Takenlijst:
(a) Herhaal woordelijk een deel van het fragment over Machiavelli: begin bij de woorden "Deugd als weg" en stop na "of de fortuna)".
(b) Welke deugd is voor Machiavelli volgens het fragment over Machiavelli de belangrijkste ethische deugd?
(c) Noem alle personen die in het fragment over Machiavelli bij naam worden genoemd.
---------- Bronfragment
Deugd als weg uit de waanzin
Machiavelli biedt ook
enkele handvatten om uit een dergelijke spiraal te geraken, of om op zijn minst
tegenwerk te bieden. Het vergt immers lef om op te staan en tegen factievorming
in te gaan. Maar hierin is Machiavelli onverbiddelijk. ‘Machiavelli’s afkeer
voor de nederigheid is evenredig met zijn voorliefde voor moed. Lef is
onontbeerlijk’. Hierin speelt de deugd van de virtù een grote rol: zij
is een belangrijke buffer tegen sociale en politieke verrotting, en voor
Machiavelli ook de belangrijkste ethische deugd. Voor Machiavelli is virtù
‘een soort levenskracht. Virtù hebben betekent dat je actief en
bevestigend in het leven staat, dat je ‘ja’ zegt tegen alles dat je overkomt.
[…] Virtù betekent dan ook dat je handelt vanuit je vrijheid’. Het is de
voortreffelijkheid waarmee je de uitdagingen van het leven (het lot of de fortuna)
met rechte rug het hoofd biedt – een idee die onder meer Nietzsche zal
inspireren, maar die ook (zoals Beeckman uitvoerig betoogt) een grondslag was
van Hannah Arendts denken over politiek handelen. Het vergt moed om in te gaan
tegen rauwe macht – ook de rauwe macht van de politieke correctheid en haar
afrekencultuur. Maar deze moed niet opbrengen staat gelijk aan jezelf
verknechten. En daarmee geef je vrijwillig je vrijheid op.
Doch die vrijheid is cruciaal:
zij is zelfs het allerbelangrijkste dat je als burger hebt. In het laatste deel
van het boek gaat Beeckman uitgebreid in op het republikeinse beeld van
vrijheid dat Machiavelli verdedigt, en dat zich onderscheidt van de negatieve
en positieve vrijheid in de liberale traditie. Echte vrijheid komt erop aan dat
je meer kunt dan gewoon je zin doen (want je kunt ook in een totalitaire
maatschappij leven en toch je zin kunnen doen, mits en zolang de tiran jou je
zin toestaat). Maar ‘Machiavelli onderscheidt twee criteria om je eigen vrijheid
in te schatten: heb je de status van een vrij mens, niet die van een slaaf? En
heb je als burger medezeggenschap over de wetten waaraan je moet gehoorzamen?’
Machiavelli benadrukt dat je pas vrij bent als niemand anders macht over jou
heeft. ‘Afhankelijkheid van iemands willekeur is een vorm van dwang, en dus een
beperking van je vrijheid’. Die dwang hoeft niet eens expliciet te worden
uitgeoefend: alleen al het feit dat je weet dat iemand anders jou kan
afstraffen omdat je je vrije wil uitoefent, zal je aansporen om jezelf te
bedwingen en jezelf te censureren uit angst voor vergelding. ‘Zodra je handelen
van iemand anders afhangt, begin je stilzwijgend met die machthebber in te
stemmen’.
--------------------
---------- Aangeleverde records
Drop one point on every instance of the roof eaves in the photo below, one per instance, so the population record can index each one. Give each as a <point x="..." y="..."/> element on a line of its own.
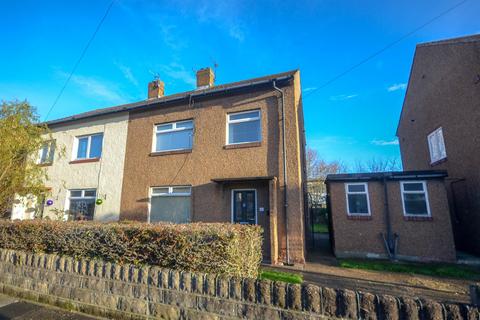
<point x="172" y="98"/>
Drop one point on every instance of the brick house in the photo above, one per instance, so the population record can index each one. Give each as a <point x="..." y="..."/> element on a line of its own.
<point x="439" y="127"/>
<point x="399" y="215"/>
<point x="219" y="153"/>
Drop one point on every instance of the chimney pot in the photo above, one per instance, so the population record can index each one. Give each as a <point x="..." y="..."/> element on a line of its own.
<point x="156" y="89"/>
<point x="205" y="78"/>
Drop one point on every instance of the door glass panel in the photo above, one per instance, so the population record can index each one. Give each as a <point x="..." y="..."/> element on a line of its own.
<point x="244" y="207"/>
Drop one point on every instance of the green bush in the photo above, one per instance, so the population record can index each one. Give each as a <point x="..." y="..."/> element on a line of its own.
<point x="203" y="247"/>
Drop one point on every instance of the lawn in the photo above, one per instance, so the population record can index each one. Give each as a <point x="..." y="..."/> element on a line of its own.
<point x="280" y="276"/>
<point x="320" y="228"/>
<point x="434" y="270"/>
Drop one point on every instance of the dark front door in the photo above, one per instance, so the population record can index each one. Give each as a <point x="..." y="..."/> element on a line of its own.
<point x="244" y="206"/>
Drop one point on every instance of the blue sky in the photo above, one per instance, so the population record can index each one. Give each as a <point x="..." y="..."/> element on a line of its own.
<point x="352" y="119"/>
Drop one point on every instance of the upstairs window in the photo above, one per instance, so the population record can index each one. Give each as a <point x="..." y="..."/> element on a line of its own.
<point x="436" y="146"/>
<point x="357" y="199"/>
<point x="173" y="136"/>
<point x="88" y="147"/>
<point x="82" y="203"/>
<point x="46" y="153"/>
<point x="415" y="198"/>
<point x="243" y="127"/>
<point x="170" y="204"/>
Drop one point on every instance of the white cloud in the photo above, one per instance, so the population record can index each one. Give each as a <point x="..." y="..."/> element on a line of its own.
<point x="177" y="71"/>
<point x="97" y="88"/>
<point x="343" y="97"/>
<point x="127" y="73"/>
<point x="309" y="89"/>
<point x="382" y="143"/>
<point x="396" y="87"/>
<point x="171" y="36"/>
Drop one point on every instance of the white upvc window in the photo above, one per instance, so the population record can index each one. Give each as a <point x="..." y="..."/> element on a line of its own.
<point x="358" y="202"/>
<point x="88" y="147"/>
<point x="46" y="153"/>
<point x="415" y="198"/>
<point x="81" y="203"/>
<point x="173" y="136"/>
<point x="436" y="146"/>
<point x="170" y="204"/>
<point x="244" y="127"/>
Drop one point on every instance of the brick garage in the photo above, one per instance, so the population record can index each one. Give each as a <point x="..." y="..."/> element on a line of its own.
<point x="412" y="222"/>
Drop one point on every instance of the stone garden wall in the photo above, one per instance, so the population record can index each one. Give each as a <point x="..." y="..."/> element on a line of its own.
<point x="128" y="292"/>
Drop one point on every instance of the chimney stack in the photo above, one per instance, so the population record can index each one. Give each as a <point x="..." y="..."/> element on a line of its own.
<point x="205" y="78"/>
<point x="156" y="89"/>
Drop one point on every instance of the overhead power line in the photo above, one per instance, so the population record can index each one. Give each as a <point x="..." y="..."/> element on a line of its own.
<point x="84" y="51"/>
<point x="388" y="46"/>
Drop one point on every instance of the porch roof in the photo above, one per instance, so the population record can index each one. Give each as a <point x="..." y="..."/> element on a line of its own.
<point x="242" y="179"/>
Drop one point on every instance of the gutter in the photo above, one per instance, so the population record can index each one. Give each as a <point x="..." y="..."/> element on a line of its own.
<point x="285" y="193"/>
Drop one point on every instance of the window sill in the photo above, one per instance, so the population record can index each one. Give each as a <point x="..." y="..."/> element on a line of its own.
<point x="438" y="162"/>
<point x="242" y="145"/>
<point x="359" y="217"/>
<point x="46" y="164"/>
<point x="84" y="160"/>
<point x="417" y="218"/>
<point x="166" y="153"/>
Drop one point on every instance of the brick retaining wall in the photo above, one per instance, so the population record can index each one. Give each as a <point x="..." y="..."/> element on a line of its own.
<point x="128" y="292"/>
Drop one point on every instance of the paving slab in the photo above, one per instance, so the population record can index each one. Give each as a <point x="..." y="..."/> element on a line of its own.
<point x="11" y="308"/>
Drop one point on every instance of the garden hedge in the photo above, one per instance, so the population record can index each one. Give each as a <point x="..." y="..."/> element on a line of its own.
<point x="203" y="247"/>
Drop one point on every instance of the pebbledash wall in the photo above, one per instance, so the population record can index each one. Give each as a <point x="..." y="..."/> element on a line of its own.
<point x="104" y="174"/>
<point x="129" y="292"/>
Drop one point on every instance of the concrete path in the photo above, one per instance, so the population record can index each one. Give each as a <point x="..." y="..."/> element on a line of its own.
<point x="11" y="308"/>
<point x="324" y="271"/>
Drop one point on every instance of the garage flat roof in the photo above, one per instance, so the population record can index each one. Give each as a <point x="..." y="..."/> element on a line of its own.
<point x="391" y="175"/>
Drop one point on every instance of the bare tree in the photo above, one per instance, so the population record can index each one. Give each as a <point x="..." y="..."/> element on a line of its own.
<point x="318" y="168"/>
<point x="378" y="165"/>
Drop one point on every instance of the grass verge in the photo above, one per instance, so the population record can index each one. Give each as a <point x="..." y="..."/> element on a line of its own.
<point x="281" y="276"/>
<point x="434" y="270"/>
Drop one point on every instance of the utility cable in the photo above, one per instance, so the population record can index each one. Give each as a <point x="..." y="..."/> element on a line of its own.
<point x="80" y="58"/>
<point x="388" y="46"/>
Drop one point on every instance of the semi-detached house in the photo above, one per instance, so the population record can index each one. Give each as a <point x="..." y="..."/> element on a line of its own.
<point x="226" y="153"/>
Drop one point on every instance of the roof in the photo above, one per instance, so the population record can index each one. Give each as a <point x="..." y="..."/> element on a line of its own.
--------------------
Volledige antwoorden:
(a)
Deugd als weg uit de waanzin
Machiavelli biedt ook
enkele handvatten om uit een dergelijke spiraal te geraken, of om op zijn minst
tegenwerk te bieden. Het vergt immers lef om op te staan en tegen factievorming
in te gaan. Maar hierin is Machiavelli onverbiddelijk. ‘Machiavelli’s afkeer
voor de nederigheid is evenredig met zijn voorliefde voor moed. Lef is
onontbeerlijk’. Hierin speelt de deugd van de virtù een grote rol: zij
is een belangrijke buffer tegen sociale en politieke verrotting, en voor
Machiavelli ook de belangrijkste ethische deugd. Voor Machiavelli is virtù
‘een soort levenskracht. Virtù hebben betekent dat je actief en
bevestigend in het leven staat, dat je ‘ja’ zegt tegen alles dat je overkomt.
[…] Virtù betekent dan ook dat je handelt vanuit je vrijheid’. Het is de
voortreffelijkheid waarmee je de uitdagingen van het leven (het lot of de fortuna)

(b) De virtù.

(c) Machiavelli, Nietzsche, Beeckman, Hannah Arendt